Reproduce the records below exactly, leaving out any pictures.

* _Saved entries_
○ ○ ○ ○ ○ ○ ○

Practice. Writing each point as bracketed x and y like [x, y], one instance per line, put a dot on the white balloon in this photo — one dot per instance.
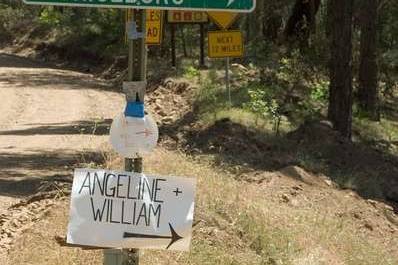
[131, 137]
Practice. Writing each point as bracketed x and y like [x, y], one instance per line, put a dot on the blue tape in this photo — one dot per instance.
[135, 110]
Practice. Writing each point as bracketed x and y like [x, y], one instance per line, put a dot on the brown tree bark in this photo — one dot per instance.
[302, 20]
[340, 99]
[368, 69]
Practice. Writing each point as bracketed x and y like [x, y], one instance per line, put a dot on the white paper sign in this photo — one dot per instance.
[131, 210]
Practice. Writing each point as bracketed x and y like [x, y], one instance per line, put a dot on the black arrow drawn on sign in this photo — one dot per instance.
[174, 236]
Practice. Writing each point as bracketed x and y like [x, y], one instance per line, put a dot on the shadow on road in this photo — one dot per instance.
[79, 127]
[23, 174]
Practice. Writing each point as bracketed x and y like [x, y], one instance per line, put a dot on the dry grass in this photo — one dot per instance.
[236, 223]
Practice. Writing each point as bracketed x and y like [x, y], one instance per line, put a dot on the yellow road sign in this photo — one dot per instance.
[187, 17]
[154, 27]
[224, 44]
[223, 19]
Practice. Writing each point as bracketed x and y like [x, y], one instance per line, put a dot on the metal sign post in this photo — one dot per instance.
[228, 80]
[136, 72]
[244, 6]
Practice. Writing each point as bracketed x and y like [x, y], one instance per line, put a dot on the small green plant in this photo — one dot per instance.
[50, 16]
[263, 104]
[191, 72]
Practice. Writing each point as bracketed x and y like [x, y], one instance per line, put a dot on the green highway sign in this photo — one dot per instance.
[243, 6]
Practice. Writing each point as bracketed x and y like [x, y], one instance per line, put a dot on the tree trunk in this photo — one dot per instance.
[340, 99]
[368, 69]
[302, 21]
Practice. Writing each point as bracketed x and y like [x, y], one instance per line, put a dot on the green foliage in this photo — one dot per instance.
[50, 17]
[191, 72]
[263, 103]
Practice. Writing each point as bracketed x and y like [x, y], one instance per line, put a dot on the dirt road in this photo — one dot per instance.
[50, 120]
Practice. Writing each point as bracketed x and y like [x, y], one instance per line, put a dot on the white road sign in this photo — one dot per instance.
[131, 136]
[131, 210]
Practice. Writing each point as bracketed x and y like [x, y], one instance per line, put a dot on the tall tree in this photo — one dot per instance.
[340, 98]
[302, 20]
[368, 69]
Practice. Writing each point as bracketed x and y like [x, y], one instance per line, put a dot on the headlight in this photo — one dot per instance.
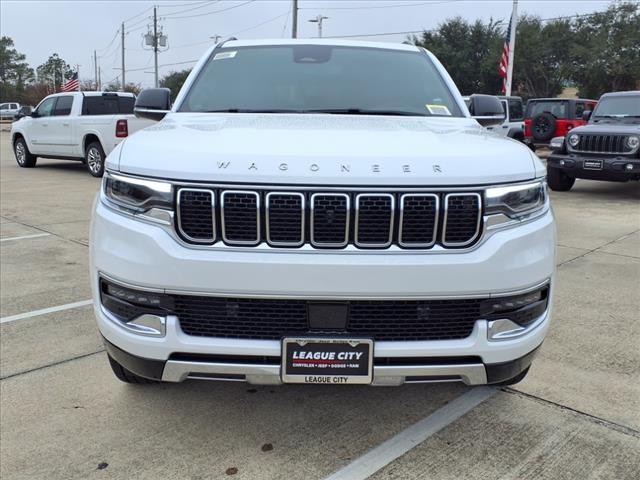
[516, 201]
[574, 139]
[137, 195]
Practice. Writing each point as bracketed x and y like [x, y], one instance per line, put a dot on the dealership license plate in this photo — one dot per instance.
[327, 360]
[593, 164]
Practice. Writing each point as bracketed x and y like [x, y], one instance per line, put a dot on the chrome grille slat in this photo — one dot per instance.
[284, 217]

○ ○ ○ ○ ○ ○ ○

* _Answer to this exercise_
Practice. Writing each point as bracketed x and y like [x, y], one instance per line, put a dot on the white balloon in this photo — one dot per instance.
[131, 137]
Practice. Writing each point as bracketed x and y like [x, y], one instance per line, put a dot on the blue tape in this photo — one dot per instance.
[135, 110]
Practice. Writing each point as bracketed x and y like [x, y], one instance per line, put a dot on the brown tree bark in this photo — one dot per instance.
[302, 20]
[340, 99]
[368, 69]
Practice. Writing each point as bracketed x and y like [x, y], one instance per line, put a dot on the white paper sign in this photo — one dot per instance.
[131, 210]
Practice. Writing each point as bracketed x and y like [x, y], one instance per line, put a dot on the black arrow drawn on sign in this photo — one dot per instance.
[174, 236]
Practice. Writing each point as bracketed x and y like [x, y], one instance per line, put a dot on the shadow on road in this photo — one dot per instance.
[79, 127]
[23, 174]
Practice. Writing each point as bracketed x and y like [x, y], one instance per line, put a dot on the dry grass in this photo — one dot per instance.
[236, 223]
Practice. Writing each point as bracketed x and y like [x, y], one instance per line, put a dot on the yellow road sign in this photo — one dot per instance.
[187, 17]
[154, 27]
[224, 44]
[223, 19]
Practice. Writing each point as bracketed x and y like [x, y], one instance per line, put a dot on the metal sign post in this photo — one dot per instance.
[228, 80]
[136, 72]
[244, 6]
Practice. Writing each point as bracketed x and y like [x, y], one instance per line, put a dot on the small green plant in this photo — one dot per instance.
[50, 16]
[263, 104]
[191, 72]
Practice. Writing each point as bracketed x and y like [x, y], one instance per line, put a dot on the green highway sign in this photo — one dot per instance.
[243, 6]
Practice. Writing each point as bracketed x and y like [x, y], one instance per line, put a dot on the tree trunk in this photo — one dot per instance.
[340, 99]
[368, 69]
[302, 21]
Practice. Writing each point as bracketed x and y like [x, y], one instance per line, put a dot on the green foliage in this photo — one dot per instance.
[50, 17]
[191, 72]
[263, 103]
Practice. Writing each point as bracketed x and y like [x, y], one instance per line, put a dot on the dirt road in this photo — one dot per instance.
[50, 120]
Practice. Writing each point as bracketed x and y like [x, y], one instance per line, put a dot on the white road sign in this photo — one dot per instance.
[131, 136]
[131, 210]
Practice. Writing each point as bracketed x and y like [x, y], one instance per line, put a dot on the tall tree in this photo — one dot per instance.
[340, 98]
[302, 20]
[368, 69]
Practice. Writing each point as bracketed x and y like [x, y], one instance per line, put a dot on the headlight in this photo — one dot per instance.
[516, 201]
[574, 139]
[137, 195]
Practice. Writing each point as bracketed x and y like [x, y], one instance per line, put a dot on the dealership license plate in this photo — one dot per instance.
[327, 360]
[593, 164]
Practice. Writing each point as bracketed x and y like [x, y], one instance per line, put a dot on the chrome grille slat in this photo — one dot per instance.
[284, 217]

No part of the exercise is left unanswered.